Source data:
━━━━━━━━━━━━━━━━━━━━━━━━━━━━━━

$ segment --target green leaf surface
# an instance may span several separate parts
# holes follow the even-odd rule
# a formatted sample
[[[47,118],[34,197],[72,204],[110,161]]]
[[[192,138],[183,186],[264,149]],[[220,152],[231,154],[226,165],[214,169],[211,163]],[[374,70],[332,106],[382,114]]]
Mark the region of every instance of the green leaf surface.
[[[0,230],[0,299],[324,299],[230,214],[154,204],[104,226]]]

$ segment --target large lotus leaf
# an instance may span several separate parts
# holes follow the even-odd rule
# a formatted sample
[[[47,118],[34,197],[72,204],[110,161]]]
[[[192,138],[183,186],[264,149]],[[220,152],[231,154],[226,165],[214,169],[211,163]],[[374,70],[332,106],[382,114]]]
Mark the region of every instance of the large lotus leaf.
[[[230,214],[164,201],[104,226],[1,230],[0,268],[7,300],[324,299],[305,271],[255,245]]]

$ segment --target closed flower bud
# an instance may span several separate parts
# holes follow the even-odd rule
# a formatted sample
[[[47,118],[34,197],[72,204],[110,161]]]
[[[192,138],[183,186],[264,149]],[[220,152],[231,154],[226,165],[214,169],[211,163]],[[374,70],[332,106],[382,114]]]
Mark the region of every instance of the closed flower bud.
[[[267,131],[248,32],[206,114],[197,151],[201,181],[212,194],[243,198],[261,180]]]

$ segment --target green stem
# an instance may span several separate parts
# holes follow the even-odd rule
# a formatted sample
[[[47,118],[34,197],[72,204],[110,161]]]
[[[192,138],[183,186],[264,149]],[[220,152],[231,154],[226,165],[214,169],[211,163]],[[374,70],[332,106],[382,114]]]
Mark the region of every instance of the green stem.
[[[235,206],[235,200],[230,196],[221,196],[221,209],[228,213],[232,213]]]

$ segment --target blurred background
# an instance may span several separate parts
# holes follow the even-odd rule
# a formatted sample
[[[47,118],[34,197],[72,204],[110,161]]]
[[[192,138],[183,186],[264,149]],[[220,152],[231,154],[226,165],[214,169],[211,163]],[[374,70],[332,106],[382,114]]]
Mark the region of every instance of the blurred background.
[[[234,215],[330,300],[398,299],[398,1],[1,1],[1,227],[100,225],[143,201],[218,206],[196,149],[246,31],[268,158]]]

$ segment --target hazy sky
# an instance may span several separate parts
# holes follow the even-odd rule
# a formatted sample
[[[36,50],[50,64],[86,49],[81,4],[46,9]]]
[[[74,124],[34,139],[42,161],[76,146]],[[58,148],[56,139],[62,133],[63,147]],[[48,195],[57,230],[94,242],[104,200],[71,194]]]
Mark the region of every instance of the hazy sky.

━━━━━━━━━━━━━━━━━━━━━━━━━━━━━━

Put the lines above into a numbered list and drop any blank ones.

1. $ segment --target green leaf surface
2. # an instance may span several separate parts
3. # holes follow the even-odd rule
4. # a formatted sample
5. [[[47,118],[34,197],[72,204],[110,161]]]
6. [[[192,138],[183,186],[264,149]],[[220,152],[231,154],[226,165],[214,169],[211,163]],[[374,70],[332,106],[382,114]]]
7. Mark the region of every instance of the green leaf surface.
8. [[[0,230],[0,299],[324,299],[230,214],[154,204],[104,226]]]
9. $ segment --target large lotus leaf
10. # an instance may span several separate parts
11. # holes follow the even-odd rule
12. # a formatted sample
13. [[[47,118],[34,197],[72,204],[110,161]]]
14. [[[192,138],[183,186],[264,149]],[[220,152],[231,154],[226,165],[214,169],[211,163]],[[374,70],[332,106],[382,114]]]
15. Mark the region of every instance of the large lotus leaf.
16. [[[230,214],[164,201],[104,226],[1,230],[0,268],[7,300],[324,299],[305,271],[255,245]]]
17. $ segment --target closed flower bud
18. # an instance may span several separate parts
19. # holes follow the even-odd rule
20. # a formatted sample
21. [[[47,118],[34,197],[72,204],[110,161]]]
22. [[[192,138],[183,186],[264,149]],[[220,152],[231,154],[226,165],[214,169],[211,163]],[[374,70],[332,106],[382,114]]]
23. Mark the region of every instance of the closed flower bud.
24. [[[267,131],[248,32],[206,114],[197,151],[201,181],[212,194],[243,198],[261,180]]]
25. $ segment --target green stem
26. # an instance may span several separate parts
27. # holes follow the even-odd rule
28. # a formatted sample
29. [[[47,118],[34,197],[72,204],[110,161]]]
30. [[[192,138],[183,186],[264,149]],[[220,152],[231,154],[226,165],[214,169],[211,163]],[[374,70],[332,106],[382,114]]]
31. Mark the region of every instance of the green stem.
32. [[[235,206],[235,200],[230,196],[221,196],[221,209],[228,213],[232,213]]]
33. $ segment --target blurred background
34. # an instance may span several separate parts
35. # holes follow the even-odd rule
36. # a formatted sample
37. [[[47,118],[34,197],[72,204],[110,161]]]
38. [[[192,138],[183,186],[264,149]],[[220,152],[231,154],[226,165],[214,169],[211,163]],[[374,70],[332,106],[382,114]]]
39. Mark the region of every instance of the blurred background.
40. [[[234,215],[330,300],[398,299],[398,1],[1,1],[1,227],[100,225],[143,201],[218,206],[196,149],[246,31],[268,158]]]
41. $ segment --target hazy sky
42. # an instance may span several separate parts
43. # holes follow the even-odd rule
44. # a formatted sample
45. [[[36,50],[50,64],[86,49],[81,4],[46,9]]]
46. [[[74,124],[34,139],[42,161],[76,146]],[[58,148],[56,139],[62,133],[63,147]],[[48,195],[57,230],[94,242],[104,200],[71,194]]]
47. Mark the region of every instance of the hazy sky.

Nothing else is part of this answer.